[Aufgabe A]: Extrahiere aus der Auflistung alle Zeilen ab der Zeile mit „Expected: one point per instance of the blue“ bis zum Ende der Auflistung, und gib sie unverändert wieder.

+++++

Dem Denkmalschutz zum Trotz wird die East Side Gallery immer löchriger und immer mehr verbaut. Hauptgrund dafür ist, dass Privatinteresse über Gemeingut und Gesetz gestellt wird. Für die Erhaltung des längsten Mauerstücks, das 1990 von 118 Künstlern aus 21 Ländern bemalt wurde, setzen sich Menschen im In- und Ausland ein.

Christine Mclean, Mitbegründerin der East Side Gallery, zusammen mit Jordi Pérez und Thomas Rojahn haben mehr als die Rettung im Sinn. Die East Side Gallery soll ein lebendiges Denkmal der Freude werden. Im Weltrestaurant in Kreuzberg erklären mir die drei ihr Vorhaben und ihre Beweggründe.

Jordi Pérez: Als Initiative Bündnis East Side Gallery retten! sind wir gegen die Bebauung und wollen das Gelände so erhalten. Einige Monate lang hatten wir einen Infocaravan dort stehen. Wir haben oft darüber geredet, was uns dahinzieht und was die Mauer für uns bedeutet. Dabei kam das Gespräch oft auf den Roman „Geteilter Himmel“ von Christa Wolf, dessen Titel für mich eher eine Plattitüde war. Bis ich einmal an eine Stelle kam, die in mir den Eindruck erweckte, dass die alte Berliner Mauer noch geschlossen sei. An dieser besonderen Stelle konnte man weder den Anfang noch das Ende der Galerie sehen. Dann habe ich hochgesehen und es hat klick gemacht. Plötzlich konnte ich ihn sehen, den geteilten Himmel. Ich sah das Blau und diese krasse Mauer. Darum ist uns die freie Sicht so wichtig. Genau dort, wo ich diese Erfahrung hatte, steht jetzt ein Hochhaus. Diese Erfahrung ist einfach nicht mehr möglich.

+++++

[Aufgabe B]: Schreibe den Text über die East Side Gallery im Anschluss an seinen letzten Satz weiter.

+++++

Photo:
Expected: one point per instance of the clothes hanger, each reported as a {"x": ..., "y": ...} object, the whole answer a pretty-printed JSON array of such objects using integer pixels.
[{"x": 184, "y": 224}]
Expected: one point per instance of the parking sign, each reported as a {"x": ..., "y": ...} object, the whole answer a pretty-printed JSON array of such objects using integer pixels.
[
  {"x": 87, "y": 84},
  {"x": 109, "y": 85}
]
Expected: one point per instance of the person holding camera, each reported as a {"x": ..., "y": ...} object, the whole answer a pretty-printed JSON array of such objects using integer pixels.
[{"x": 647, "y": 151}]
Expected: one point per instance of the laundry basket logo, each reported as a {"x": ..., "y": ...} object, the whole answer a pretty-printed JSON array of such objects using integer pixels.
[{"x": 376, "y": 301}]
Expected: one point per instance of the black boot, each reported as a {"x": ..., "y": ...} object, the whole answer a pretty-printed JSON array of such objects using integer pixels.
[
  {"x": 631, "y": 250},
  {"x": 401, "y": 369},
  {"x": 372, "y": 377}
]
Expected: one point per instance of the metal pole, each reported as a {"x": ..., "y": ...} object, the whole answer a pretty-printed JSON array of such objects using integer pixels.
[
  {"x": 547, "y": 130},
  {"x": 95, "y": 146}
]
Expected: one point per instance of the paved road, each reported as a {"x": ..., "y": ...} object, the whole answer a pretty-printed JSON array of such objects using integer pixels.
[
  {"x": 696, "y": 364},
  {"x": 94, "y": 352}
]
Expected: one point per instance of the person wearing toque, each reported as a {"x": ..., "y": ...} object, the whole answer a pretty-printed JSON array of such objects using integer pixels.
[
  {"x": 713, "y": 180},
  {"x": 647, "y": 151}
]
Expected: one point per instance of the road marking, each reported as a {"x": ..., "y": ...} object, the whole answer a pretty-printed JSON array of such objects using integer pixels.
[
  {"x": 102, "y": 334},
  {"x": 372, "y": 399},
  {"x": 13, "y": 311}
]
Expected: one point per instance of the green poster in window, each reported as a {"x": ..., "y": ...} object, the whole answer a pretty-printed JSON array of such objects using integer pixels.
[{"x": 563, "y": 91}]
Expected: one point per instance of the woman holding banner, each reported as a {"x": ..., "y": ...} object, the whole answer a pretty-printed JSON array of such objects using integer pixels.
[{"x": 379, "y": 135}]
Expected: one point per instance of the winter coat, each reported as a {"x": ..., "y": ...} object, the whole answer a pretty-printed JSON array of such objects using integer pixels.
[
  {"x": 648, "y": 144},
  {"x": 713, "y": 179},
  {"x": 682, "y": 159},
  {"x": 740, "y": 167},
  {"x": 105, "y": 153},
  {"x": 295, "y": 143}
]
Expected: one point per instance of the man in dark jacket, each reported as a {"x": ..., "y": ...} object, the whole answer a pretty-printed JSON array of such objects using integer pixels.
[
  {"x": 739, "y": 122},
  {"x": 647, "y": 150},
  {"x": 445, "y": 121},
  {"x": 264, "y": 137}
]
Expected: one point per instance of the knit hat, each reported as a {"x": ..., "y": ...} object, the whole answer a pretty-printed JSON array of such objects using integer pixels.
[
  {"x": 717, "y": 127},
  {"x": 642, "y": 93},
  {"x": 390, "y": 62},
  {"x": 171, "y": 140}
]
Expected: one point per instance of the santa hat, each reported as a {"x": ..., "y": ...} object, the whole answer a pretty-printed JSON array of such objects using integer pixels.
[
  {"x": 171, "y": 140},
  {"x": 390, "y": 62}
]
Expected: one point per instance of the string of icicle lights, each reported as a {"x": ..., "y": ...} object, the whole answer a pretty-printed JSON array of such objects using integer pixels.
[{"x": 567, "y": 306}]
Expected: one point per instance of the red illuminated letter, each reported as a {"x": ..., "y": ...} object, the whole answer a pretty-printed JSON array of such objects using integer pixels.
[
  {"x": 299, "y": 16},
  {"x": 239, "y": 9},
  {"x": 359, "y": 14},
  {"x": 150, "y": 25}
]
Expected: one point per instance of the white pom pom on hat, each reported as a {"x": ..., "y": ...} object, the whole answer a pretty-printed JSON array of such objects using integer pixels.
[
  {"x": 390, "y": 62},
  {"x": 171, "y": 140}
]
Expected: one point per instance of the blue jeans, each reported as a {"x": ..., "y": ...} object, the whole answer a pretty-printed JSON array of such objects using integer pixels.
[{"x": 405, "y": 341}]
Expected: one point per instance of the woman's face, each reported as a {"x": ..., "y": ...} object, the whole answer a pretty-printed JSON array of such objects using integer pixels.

+++++

[Antwort A]:
Expected: one point per instance of the blue jeans, each reported as a {"x": ..., "y": ...} object, the whole answer a pretty-printed JSON array of such objects using integer pixels.
[{"x": 405, "y": 341}]
Expected: one point per instance of the woman's face, each reported as a {"x": ..., "y": ...} object, the whole answer a pretty-printed JSON array of such objects using integer pixels.

[Antwort B]:
Christine Mclean: Als 2013 ein Teil der Mauer eingerissen wurde, da war das internationale Echo enorm groß. Bevor die deutsche Presse überhaupt reagierte, war Voice of America vor Ort. In den Monaten darauf, als um die Mauer gerungen wurde, kamen Fernsehteams aus Korea, China, Finnland, und natürlich auch aus der USA und dem UK. Als Ausländerin ist es für mich unverständlich, wie aus einem unter denkmalschutzstehenden Objekt einfach ein Stück rausgebrochen werden kann. Der Berliner Senat versteht die Bedeutung dieses Monuments einfach nicht. Außerhalb von Deutschland scheint man es viel eher zu begreifen. Außerdem wird hier geltendes Recht gebrochen. Da darf nicht gebaut werden und der Senat tut so, als ob es einen Ermessenspielraum geben würde.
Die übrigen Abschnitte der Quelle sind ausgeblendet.